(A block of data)
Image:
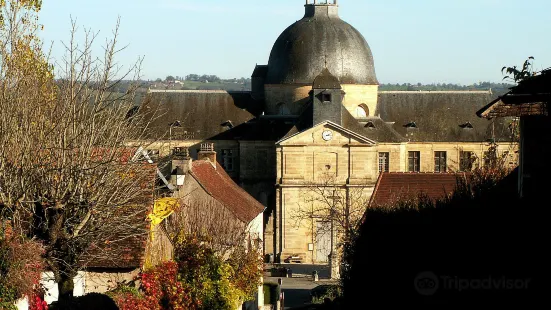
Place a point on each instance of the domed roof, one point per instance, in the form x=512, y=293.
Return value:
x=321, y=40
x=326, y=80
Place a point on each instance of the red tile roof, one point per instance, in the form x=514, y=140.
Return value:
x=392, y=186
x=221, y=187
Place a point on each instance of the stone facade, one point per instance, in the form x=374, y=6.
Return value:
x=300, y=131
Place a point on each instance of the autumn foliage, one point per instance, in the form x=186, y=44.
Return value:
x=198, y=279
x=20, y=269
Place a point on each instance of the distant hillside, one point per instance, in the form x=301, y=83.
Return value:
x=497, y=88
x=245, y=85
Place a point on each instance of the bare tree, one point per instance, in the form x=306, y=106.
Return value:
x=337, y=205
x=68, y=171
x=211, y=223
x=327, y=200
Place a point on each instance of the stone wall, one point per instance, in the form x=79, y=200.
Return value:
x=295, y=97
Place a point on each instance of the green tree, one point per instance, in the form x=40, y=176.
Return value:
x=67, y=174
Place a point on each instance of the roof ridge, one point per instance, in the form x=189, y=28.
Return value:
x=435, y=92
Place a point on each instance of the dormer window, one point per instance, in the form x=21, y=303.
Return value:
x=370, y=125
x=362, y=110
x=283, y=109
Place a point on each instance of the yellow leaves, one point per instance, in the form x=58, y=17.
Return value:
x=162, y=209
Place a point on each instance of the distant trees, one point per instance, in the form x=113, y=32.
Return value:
...
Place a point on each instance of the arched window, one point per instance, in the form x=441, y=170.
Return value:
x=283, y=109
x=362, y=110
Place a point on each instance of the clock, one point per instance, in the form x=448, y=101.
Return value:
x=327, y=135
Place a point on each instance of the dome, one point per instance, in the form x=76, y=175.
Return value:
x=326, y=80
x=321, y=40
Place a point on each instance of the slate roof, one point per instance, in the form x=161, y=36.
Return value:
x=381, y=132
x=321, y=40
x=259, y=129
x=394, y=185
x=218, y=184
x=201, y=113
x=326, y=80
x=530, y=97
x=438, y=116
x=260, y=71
==
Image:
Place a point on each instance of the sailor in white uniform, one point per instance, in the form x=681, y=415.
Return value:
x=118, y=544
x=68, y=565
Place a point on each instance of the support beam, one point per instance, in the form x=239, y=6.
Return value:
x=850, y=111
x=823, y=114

**EXERCISE BRIEF:** Copy word for word the part of the entries that opens with the line containing "Place a point on each instance of the autumn" and closes with the line containing "x=327, y=200", both lines included.

**COMPLETE OUTPUT:**
Place a point on each instance of the autumn foliage, one point per instance, in the form x=186, y=44.
Return value:
x=198, y=279
x=20, y=269
Place a point on each instance of the distant hillside, one point per instance, in the form x=301, y=83.
Return value:
x=497, y=88
x=245, y=85
Place a point on each instance of the bare tree, one point per instance, in the form x=306, y=106.
Return value:
x=337, y=205
x=68, y=171
x=211, y=223
x=327, y=200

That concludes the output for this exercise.